§ **Work to complete**
For this exercise, transcribe all of the records exactly as given.

=== Section Start ===

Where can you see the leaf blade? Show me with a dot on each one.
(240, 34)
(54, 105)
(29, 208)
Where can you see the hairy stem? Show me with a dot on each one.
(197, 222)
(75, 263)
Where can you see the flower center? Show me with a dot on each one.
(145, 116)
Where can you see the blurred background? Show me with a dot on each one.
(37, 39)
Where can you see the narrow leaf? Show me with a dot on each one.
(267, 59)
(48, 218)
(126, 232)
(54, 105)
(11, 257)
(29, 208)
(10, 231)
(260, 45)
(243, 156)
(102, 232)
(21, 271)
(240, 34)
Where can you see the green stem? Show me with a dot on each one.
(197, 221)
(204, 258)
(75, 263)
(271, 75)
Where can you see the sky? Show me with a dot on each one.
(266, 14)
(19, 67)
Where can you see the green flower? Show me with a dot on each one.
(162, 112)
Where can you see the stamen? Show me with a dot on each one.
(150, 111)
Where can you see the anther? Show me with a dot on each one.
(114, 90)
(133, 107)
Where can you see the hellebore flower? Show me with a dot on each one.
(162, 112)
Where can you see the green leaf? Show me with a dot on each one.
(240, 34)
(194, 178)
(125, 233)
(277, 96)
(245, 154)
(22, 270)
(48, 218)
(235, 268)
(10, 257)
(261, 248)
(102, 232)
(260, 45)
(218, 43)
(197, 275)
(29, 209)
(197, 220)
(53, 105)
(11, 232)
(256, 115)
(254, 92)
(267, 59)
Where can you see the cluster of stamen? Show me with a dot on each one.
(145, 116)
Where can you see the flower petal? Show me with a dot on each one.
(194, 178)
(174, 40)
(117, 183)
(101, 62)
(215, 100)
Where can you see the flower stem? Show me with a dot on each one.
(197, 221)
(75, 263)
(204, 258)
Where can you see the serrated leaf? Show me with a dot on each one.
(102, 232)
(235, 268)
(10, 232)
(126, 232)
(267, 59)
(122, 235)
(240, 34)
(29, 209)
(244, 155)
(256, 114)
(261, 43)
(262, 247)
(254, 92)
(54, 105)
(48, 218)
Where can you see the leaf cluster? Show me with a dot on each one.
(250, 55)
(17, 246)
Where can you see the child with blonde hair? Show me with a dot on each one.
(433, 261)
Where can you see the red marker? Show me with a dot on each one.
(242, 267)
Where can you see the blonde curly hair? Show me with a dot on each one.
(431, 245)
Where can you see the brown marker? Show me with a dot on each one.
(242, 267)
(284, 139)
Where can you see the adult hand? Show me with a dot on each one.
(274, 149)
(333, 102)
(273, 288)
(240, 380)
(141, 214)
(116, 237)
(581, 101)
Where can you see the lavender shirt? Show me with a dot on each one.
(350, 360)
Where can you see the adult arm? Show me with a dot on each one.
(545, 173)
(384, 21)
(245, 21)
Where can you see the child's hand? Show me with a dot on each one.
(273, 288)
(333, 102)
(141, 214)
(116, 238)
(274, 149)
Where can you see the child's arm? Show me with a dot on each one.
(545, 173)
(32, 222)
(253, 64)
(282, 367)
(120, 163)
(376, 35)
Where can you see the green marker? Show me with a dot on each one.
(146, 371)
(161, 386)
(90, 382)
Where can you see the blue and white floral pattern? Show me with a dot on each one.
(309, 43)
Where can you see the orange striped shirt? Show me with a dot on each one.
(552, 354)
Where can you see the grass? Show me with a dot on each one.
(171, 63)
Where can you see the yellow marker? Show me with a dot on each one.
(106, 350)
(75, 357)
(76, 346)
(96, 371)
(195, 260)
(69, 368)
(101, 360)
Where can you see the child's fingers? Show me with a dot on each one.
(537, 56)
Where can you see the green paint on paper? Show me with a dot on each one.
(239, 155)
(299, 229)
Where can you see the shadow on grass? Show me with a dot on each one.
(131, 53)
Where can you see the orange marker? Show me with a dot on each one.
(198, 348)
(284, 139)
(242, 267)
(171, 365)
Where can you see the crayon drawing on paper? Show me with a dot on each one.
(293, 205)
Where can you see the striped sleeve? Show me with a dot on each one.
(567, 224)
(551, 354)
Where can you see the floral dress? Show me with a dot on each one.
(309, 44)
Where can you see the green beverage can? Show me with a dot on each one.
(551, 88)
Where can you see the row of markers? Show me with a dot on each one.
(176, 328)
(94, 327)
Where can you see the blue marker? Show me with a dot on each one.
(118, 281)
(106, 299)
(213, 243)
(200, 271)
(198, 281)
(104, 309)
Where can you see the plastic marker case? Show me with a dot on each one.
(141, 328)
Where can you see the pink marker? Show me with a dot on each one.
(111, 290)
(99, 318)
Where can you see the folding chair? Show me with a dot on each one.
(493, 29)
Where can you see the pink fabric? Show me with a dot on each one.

=== Section End ===

§ **Response**
Where can you see the leaf blade? Show me with a dot on each one.
(240, 34)
(54, 105)
(29, 208)
Where can you see the hairy stem? Show me with a dot on each one.
(197, 222)
(75, 263)
Where can you see the flower center? Show me with a dot on each one.
(145, 116)
Where can you see the blurred background? Show me with a dot on each one.
(37, 39)
Where can you see the narrow leaf? Show me with a dot on each one.
(267, 59)
(48, 218)
(126, 232)
(54, 105)
(11, 257)
(29, 208)
(10, 231)
(260, 45)
(243, 156)
(102, 232)
(21, 271)
(240, 34)
Where can you see the green stem? Show me with a dot on each one.
(197, 221)
(204, 258)
(75, 263)
(271, 75)
Where can you see the sky? Show me with a dot on each one.
(266, 14)
(19, 67)
Where can you see the green flower? Show me with a dot on each one.
(162, 112)
Where can you see the stamen? Show me with a dot on each one.
(150, 111)
Where can you see the anther? Show me with a dot on each one.
(114, 90)
(133, 107)
Where can you see the hellebore flower? Show me with a dot on each one.
(162, 112)
Where can you see the green leaf? Show me with a dot on each one.
(240, 34)
(194, 178)
(125, 233)
(277, 96)
(245, 154)
(22, 270)
(48, 218)
(235, 268)
(10, 257)
(261, 248)
(102, 232)
(260, 45)
(218, 43)
(197, 275)
(29, 209)
(197, 220)
(53, 105)
(11, 232)
(256, 115)
(254, 92)
(267, 59)
Where can you see the cluster of stamen? Show me with a dot on each one.
(145, 116)
Where can you see the flower petal? Show me with a dot on each one.
(194, 178)
(174, 40)
(117, 183)
(101, 62)
(215, 100)
Where can you see the flower stem? Show me with a dot on each one.
(197, 221)
(75, 263)
(204, 258)
Where can you see the serrated leaf? Show me with a dot on each one.
(102, 232)
(235, 268)
(10, 232)
(126, 232)
(267, 59)
(122, 235)
(240, 34)
(29, 209)
(244, 155)
(256, 114)
(261, 43)
(262, 247)
(254, 92)
(54, 105)
(48, 218)
Where can you see the leaf cluster? Show me with a dot on each one.
(250, 55)
(17, 246)
Where can you see the child with blonde hair? Show me with a dot on each one.
(433, 261)
Where can you see the red marker? Show me with a dot on each one.
(242, 267)
Where can you see the blonde curly hair? Show me with a dot on each one.
(431, 245)
Where can you see the brown marker? Show me with a dot on each one.
(242, 267)
(284, 139)
Where can you see the adult hand? Show me with a dot on each one.
(274, 149)
(333, 102)
(273, 288)
(240, 380)
(141, 214)
(116, 237)
(581, 101)
Where can you see the lavender shirt? Show me with a dot on each one.
(350, 360)
Where can you see the adult arm? Show me with a dot on each one.
(545, 173)
(384, 21)
(245, 21)
Where can you see the child's hand? Show me with a dot on each one.
(273, 288)
(333, 102)
(141, 214)
(116, 238)
(274, 149)
Where can you see the child's arm? Show me with a dot on each one.
(545, 173)
(32, 222)
(253, 64)
(282, 367)
(120, 163)
(376, 35)
Where can you see the green marker? Show me with a dot on each one.
(146, 371)
(161, 386)
(90, 382)
Where can you see the blue and white floral pattern? Show me with a dot on each one.
(309, 43)
Where can you see the orange striped shirt? Show me with a dot on each one.
(552, 354)
Where can you see the grass? Show me with a dot on each one.
(171, 63)
Where can you see the yellow marker? Show me with a dot on each one.
(106, 350)
(75, 357)
(76, 346)
(96, 371)
(195, 260)
(69, 368)
(101, 360)
Where can you see the child's fingers? Show me with a dot on each one.
(537, 56)
Where can you see the green paint on paper? Show me with a dot on each one.
(239, 155)
(299, 229)
Where can you see the shadow on grass? Show me with a dot on each one.
(131, 53)
Where can you see the orange marker? Show me with a dot on each one.
(198, 348)
(284, 139)
(242, 267)
(171, 365)
Where can you see the crayon drawing on paper? Show me with a dot on each one.
(293, 205)
Where can you see the striped sleeve? Show me with a dot on each one.
(567, 224)
(551, 354)
Where can you see the floral dress? Show me with a dot on each one.
(309, 44)
Where can you see the green beverage can? Show me with a dot on each one.
(551, 88)
Where can you see the row of markers? Show me with a dot on each one.
(176, 328)
(94, 327)
Where can you see the blue marker? Show me with a dot on each one.
(118, 281)
(106, 299)
(213, 243)
(200, 271)
(198, 281)
(104, 309)
Where can you see the plastic marker case? Show me with a dot on each one.
(141, 328)
Where can you see the pink marker? Show me with a dot on each one.
(111, 290)
(99, 318)
Where can you see the folding chair? Show me with a dot on each one.
(493, 29)
Where can you see the pink fabric? Show me with a dot on each one.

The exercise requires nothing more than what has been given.